## Textauszug
+++

Betriebswirte als "Übermenschen"?
- Folgende Schilderung beruhen auf meine persönlichen Erfahrungen mit einem Betriebswirt. Dabei lag in dem konkreten Fall ein komplexes Problem vor, bei dem alle Systeme sich wechselseitig auf komplexe Weise beeinflussten. Veränderte man ein System, wirkte sich dies auf alle anderen Teilsysteme aus, die wiederum das ursprünglich veränderte System auf veränderte Weise beeinflussten. Die Ingenieure, die dieses Problem bearbeiteten wussten von der Komplexität der Aufgabenstellung.
- Der Betriebswirt in dem Team reduzierte die Aufgabenstellung, die das vorliegende komplexe System von Zusammenhängen betrafen, auf wenige schnell erkennbare Fakten und traf innerhalb weniger Minuten elegant und in sich schlüssige Entscheidungen und sagte den Ingenieuren in wenigen klaren Sätzen, wie die Aufgabenstellung gelöst werden kann.

+++

## Gezeigte Daten
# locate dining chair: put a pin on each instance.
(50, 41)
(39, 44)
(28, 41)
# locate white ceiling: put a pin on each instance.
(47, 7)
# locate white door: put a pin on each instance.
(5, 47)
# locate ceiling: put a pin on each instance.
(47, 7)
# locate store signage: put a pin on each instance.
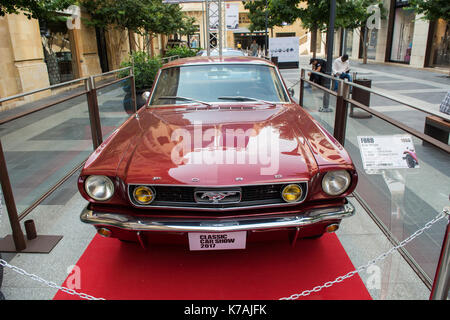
(388, 152)
(285, 48)
(374, 21)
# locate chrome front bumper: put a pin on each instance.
(133, 223)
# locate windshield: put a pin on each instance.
(218, 83)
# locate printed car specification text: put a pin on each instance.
(231, 309)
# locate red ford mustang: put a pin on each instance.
(219, 154)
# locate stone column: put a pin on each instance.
(22, 63)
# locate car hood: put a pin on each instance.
(216, 146)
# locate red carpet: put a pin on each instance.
(114, 270)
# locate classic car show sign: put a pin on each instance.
(388, 152)
(217, 241)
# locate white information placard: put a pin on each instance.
(388, 152)
(285, 48)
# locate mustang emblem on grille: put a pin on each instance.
(217, 197)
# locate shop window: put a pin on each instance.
(440, 47)
(403, 31)
(285, 34)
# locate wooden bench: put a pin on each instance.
(437, 128)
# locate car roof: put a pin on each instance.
(217, 59)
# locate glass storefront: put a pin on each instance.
(440, 46)
(403, 31)
(372, 36)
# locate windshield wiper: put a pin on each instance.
(185, 99)
(241, 98)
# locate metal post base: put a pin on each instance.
(40, 244)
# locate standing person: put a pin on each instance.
(317, 65)
(341, 69)
(254, 48)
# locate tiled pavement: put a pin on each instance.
(51, 141)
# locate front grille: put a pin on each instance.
(221, 198)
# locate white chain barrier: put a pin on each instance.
(441, 215)
(445, 213)
(48, 283)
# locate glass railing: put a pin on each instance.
(45, 141)
(400, 199)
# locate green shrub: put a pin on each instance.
(145, 68)
(182, 52)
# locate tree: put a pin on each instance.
(40, 10)
(144, 17)
(432, 10)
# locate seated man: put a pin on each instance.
(341, 69)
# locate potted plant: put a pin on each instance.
(145, 69)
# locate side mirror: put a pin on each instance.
(291, 91)
(146, 95)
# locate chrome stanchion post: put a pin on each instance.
(441, 283)
(302, 87)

+++

## Aufgaben
a) Übersetze diesen Satz aus dem Text über Betriebswirte ins Englische: „Veränderte man ein System, wirkte sich dies auf alle anderen Teilsysteme aus, die wiederum das ursprünglich veränderte System auf veränderte Weise beeinflussten.“
b) Führe den Text über Betriebswirte nach seinem letzten Satz fort.
Die Einträge spielen hierfür keine Rolle.

## Lösungen
a) If one system was changed, this affected all the other subsystems, which in turn influenced the originally changed system in a changed way.

b)
- Die Ingenieure waren verlegen und schämten sich, weil der Betriebswirt innerhalb von Minuten in sich schlüssige Entscheidungen über komplexe Systeme traf, die die Ingenieure evtl. erst in tagelanger Arbeit hätten treffen können.
- Die Entscheidungen des Betriebswirtes waren zwar in sich schlüssig, aber sie waren Fehlentscheidungen, weil sie die komplexen Zusammenhänge nicht berücksichtigten. Die Ingenieure bügelten die durch die Fehlentscheidungen auftretenden Probleme unter enormen Anstrengungen mit viel Fleiß und Können aus, wodurch das Ziel erreicht wurde.
- Der Betriebswirt sah, dass die Aufgabenstellung gelöst wurde und führte den Erfolg auf seine Entscheidungen zurück, was er den Ingenieuren auch mitteilte.
- Die Ingenieure waren beeindruckt von der "Weitsicht" des Betriebswirtes und von seiner Fähigkeit, die notwendigen Entscheidungen innerhalb von Minuten treffen zu können, wofür Ingenieure Tage oder gar Wochen brauchen und hielten den Betriebswirt für einen Übermenschen. Die Ingenieure sahen nicht, dass es ihre enorme Anstrengung war, die den Erfolg herbeigeführt hatte. Für sie war die anstrengende, kaum machbare Arbeit normal.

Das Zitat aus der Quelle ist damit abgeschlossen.